• **PROBLEM TO WORK ON**
Pick out and copy each line below that contains the string "face". Case counts.

• **DATASET ENTRIES**
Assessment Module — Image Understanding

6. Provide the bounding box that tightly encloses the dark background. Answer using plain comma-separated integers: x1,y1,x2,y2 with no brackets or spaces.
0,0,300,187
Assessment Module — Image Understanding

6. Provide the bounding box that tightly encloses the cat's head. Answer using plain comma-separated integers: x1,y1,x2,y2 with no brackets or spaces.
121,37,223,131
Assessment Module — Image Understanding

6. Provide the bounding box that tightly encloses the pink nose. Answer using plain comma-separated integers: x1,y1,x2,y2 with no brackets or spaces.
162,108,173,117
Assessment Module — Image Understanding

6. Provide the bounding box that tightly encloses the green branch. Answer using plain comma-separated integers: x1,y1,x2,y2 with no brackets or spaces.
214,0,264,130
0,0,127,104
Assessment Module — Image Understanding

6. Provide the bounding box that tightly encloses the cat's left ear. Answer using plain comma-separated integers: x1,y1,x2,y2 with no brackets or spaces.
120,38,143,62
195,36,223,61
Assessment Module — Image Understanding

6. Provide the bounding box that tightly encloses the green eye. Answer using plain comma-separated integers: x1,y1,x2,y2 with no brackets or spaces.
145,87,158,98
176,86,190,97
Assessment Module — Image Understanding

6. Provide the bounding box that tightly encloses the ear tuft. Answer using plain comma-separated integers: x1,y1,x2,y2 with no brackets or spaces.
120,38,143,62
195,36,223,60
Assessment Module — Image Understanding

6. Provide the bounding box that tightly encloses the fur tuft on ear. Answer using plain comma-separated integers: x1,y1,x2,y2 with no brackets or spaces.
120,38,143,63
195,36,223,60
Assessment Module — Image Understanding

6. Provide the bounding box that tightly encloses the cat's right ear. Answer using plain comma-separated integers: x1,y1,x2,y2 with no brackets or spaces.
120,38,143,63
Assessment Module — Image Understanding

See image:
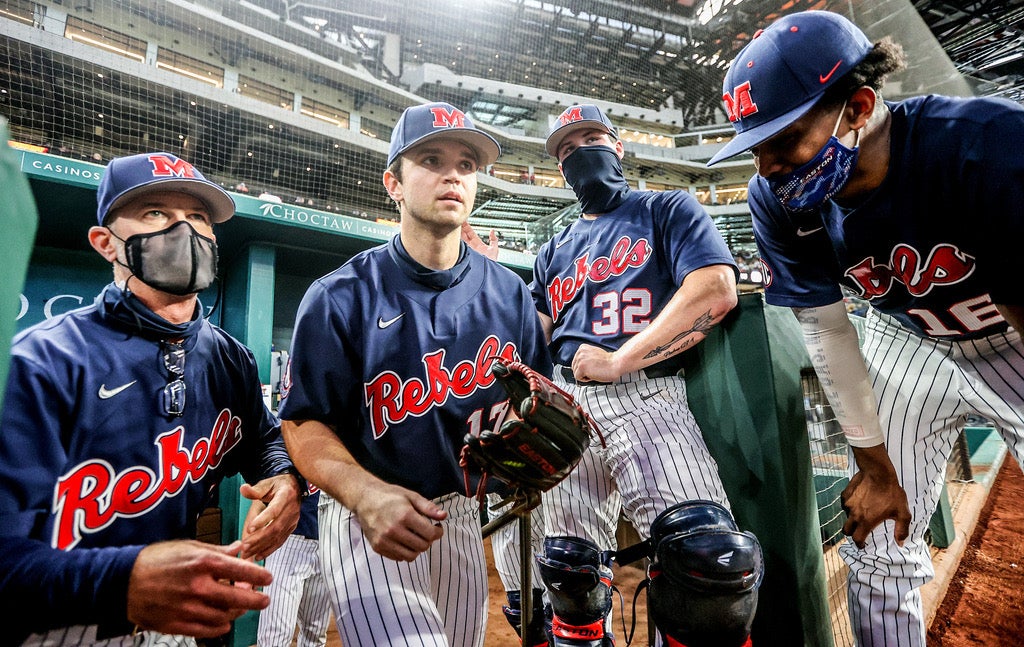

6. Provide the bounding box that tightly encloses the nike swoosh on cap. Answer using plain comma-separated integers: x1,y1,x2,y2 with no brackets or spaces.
377,312,406,330
97,380,138,400
818,58,843,83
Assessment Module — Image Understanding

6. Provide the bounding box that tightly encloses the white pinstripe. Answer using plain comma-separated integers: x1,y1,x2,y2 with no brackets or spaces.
256,534,331,647
319,492,487,647
22,624,196,647
840,310,1024,647
487,494,544,591
543,366,729,550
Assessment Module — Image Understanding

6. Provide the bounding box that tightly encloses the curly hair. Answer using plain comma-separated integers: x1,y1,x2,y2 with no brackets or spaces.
820,36,906,104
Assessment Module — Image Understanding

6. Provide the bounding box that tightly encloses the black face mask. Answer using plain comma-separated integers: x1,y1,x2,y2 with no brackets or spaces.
111,220,217,296
562,146,630,214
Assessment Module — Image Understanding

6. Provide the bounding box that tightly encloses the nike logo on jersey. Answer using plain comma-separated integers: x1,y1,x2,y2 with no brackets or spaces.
98,380,138,400
377,312,406,330
797,226,824,235
818,58,843,83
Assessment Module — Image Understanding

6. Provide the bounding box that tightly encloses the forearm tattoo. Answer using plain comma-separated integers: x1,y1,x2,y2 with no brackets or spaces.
643,310,715,359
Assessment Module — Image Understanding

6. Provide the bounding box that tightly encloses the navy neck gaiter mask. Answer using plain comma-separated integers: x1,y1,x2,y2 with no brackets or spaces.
562,146,630,215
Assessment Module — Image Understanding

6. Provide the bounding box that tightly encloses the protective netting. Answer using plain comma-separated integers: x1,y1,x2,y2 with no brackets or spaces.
0,0,974,257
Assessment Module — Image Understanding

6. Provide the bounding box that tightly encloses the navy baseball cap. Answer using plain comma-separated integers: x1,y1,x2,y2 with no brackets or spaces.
544,103,618,158
387,102,502,166
708,10,873,166
96,153,234,225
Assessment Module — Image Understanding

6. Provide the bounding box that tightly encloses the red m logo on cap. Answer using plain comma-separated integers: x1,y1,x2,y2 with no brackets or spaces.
148,155,196,177
722,81,758,122
430,107,466,128
558,105,583,126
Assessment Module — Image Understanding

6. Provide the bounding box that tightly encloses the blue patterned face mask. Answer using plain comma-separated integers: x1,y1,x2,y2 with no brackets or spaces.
766,103,860,213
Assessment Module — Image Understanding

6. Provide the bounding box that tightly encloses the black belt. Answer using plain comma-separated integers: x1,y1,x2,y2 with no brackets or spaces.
559,362,682,386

• **ANSWER BELOW**
6. Provide the bounding box that tightly encloses the black face mask. Answer using plain comma-separated integers: x1,y1,x2,y2 with no brackets or spaces.
6. Provide the bounding box that tightly encloses the blue patterned face mask. Answer using plain comma-separated integers: x1,y1,x2,y2 with no brackets or spaces.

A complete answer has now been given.